(Stored data entries)
========================================================================

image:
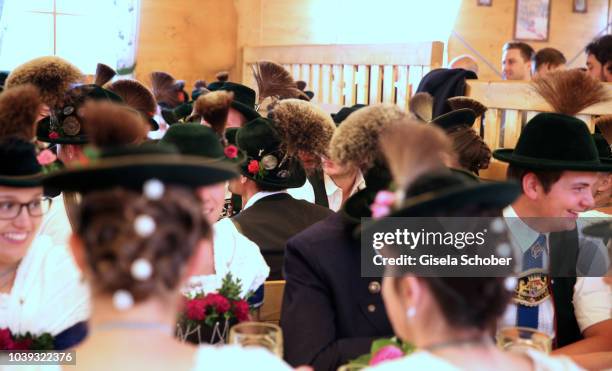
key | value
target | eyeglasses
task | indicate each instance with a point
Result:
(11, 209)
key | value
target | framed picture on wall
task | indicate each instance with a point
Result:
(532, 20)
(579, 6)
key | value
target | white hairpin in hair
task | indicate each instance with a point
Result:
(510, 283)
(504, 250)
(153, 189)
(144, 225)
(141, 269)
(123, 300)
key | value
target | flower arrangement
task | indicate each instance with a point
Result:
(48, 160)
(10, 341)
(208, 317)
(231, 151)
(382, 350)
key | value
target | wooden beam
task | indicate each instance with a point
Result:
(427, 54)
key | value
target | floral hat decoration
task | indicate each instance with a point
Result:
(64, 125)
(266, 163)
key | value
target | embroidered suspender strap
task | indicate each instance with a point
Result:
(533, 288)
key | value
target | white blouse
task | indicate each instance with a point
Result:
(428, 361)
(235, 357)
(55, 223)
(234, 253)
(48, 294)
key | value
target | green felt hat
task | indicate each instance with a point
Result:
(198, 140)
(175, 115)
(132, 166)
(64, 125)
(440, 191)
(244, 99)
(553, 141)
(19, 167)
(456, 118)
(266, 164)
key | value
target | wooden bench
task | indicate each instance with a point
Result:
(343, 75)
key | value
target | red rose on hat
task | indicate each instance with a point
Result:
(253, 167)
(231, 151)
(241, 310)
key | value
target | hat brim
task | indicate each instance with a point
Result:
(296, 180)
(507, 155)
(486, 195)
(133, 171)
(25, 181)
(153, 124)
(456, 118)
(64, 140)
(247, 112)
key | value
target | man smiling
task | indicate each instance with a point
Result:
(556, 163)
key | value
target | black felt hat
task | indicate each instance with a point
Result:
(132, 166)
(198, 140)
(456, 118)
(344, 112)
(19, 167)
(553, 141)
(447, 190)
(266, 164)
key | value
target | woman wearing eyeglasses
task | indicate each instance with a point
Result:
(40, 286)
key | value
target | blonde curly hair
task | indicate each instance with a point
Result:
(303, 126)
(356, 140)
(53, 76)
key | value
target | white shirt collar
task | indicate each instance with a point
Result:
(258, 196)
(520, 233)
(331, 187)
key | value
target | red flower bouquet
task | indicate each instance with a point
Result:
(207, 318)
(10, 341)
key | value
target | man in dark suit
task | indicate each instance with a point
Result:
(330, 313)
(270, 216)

========================================================================

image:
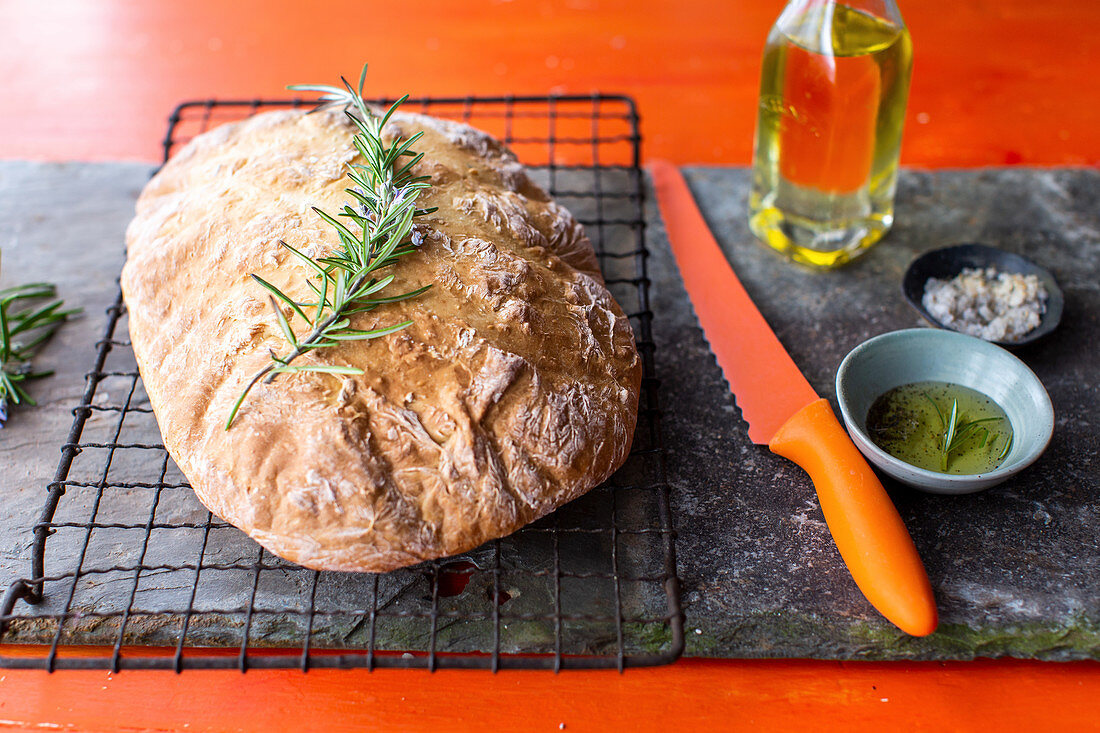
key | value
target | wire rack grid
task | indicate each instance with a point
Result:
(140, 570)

========================================================================

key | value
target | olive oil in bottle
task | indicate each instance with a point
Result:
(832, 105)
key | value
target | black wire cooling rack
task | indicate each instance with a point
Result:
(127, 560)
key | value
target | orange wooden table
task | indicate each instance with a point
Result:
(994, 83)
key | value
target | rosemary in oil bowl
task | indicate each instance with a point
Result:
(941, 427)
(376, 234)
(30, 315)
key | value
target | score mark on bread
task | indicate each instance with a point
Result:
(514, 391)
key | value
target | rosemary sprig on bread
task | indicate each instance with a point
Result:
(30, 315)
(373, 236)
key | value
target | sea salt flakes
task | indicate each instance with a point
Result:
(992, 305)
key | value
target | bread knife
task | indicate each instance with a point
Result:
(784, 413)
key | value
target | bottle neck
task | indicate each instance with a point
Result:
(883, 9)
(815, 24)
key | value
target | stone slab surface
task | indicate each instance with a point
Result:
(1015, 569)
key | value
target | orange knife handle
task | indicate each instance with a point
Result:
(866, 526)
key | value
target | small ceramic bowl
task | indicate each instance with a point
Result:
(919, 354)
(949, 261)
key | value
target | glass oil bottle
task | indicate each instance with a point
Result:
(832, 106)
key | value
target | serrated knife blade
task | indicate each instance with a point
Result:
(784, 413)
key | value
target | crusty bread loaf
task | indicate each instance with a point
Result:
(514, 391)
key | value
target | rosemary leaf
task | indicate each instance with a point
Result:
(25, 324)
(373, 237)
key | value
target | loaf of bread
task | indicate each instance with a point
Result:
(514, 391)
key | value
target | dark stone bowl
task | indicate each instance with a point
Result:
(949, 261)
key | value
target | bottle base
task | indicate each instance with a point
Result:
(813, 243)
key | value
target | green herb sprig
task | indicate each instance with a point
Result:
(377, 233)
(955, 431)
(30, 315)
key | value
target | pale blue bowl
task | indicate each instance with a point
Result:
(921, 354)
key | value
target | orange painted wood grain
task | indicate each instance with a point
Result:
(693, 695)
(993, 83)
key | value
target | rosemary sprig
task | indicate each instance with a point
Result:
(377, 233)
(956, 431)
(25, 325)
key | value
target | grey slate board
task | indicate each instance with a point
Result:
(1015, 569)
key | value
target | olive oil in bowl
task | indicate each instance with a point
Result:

========================================================================

**What you have to do:** Return every line from the records above that contains the word "orange", treating uppercase and lowercase letters as different.

**Output for this exercise:**
target | orange wooden table
target | orange knife handle
target | orange painted wood grain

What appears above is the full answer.